Reading passage:
□ □ □ □
One might infer from the way Mill invoked the distinction between higher and

lower pleasures to exonerate his doctrine of the charge that it was ‘worthy of

swine’ (see Section 10.1) that it is unlikely that he will favor treating the

pleasures and pains of non-human animals as having the same moral standing as

those of human beings. Bentham, who made no attempt to distinguish between

better- and worse-quality pleasures, was able to follow the hedonist element of

his position more consistently than his soi disant disciple, John Stuart Mill:

The day may come when the rest of the animal creation may acquire those

rights which never could have been withholden from them but by the hand

of tyranny. The French have already discovered that the blackness of the

skin is no reason why a human being should be abandoned without redress

to the caprice of a tormentor. It may one day come to be recognized that

the number of legs, the villosity of the skin, or the termination of the os


sacrum are reasons equally insufficient for abandoning a sensitive being to

the same fate. What else is it that should trace the insuperable line? Is it the

faculty of reason, or perhaps the faculty of discourse? But a full-grown

horse or dog is beyond comparison a more rational, as well as a more

conversable animal, than an infant of a day or a week or even a month old.

But suppose they were otherwise, what would it avail? The question is not,

Can they reason? Nor Can they talk? But, Can they suffer?


What is special, Kant will reply, is that the capacity for reason is the capacity for

a kind of freedom that is not available to creatures who can only ‘work in

accordance with laws,’ that is respond mechanically through predetermined

patterns (instincts and acquired habits) to the influences from the environment

around them. Our capacity to act in accordance with our ideas of laws gives us a

special standing in the world, because with that capacity we become capable of

freeing ourselves from the bondage imposed on all animals by their inclinations,

and become answerable for our conduct (‘morally responsible’) in a way that

non-rational creatures are not.
□ □ □ □
Extracted entries:
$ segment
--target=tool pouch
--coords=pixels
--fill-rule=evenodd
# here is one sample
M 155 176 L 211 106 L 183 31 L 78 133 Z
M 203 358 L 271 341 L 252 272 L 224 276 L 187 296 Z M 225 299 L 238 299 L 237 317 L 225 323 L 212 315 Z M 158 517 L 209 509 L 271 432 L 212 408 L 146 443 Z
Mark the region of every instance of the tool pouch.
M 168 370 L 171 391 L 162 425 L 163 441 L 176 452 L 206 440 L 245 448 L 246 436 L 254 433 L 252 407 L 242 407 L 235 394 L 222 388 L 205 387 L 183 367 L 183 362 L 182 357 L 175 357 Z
□ □ □ □
What you need to do:
Answer these questions about the passage on the moral standing of animals:
1. What did Bentham make no attempt to do?
2. In the quotation, which question does Bentham say is the one that counts?
3. According to the Kantian reply, the capacity for reason is the capacity for what?

Solution:
1. He made no attempt to distinguish between better- and worse-quality pleasures.
2. "Can they suffer?"
3. A kind of freedom that is not available to creatures who can only "work in accordance with laws."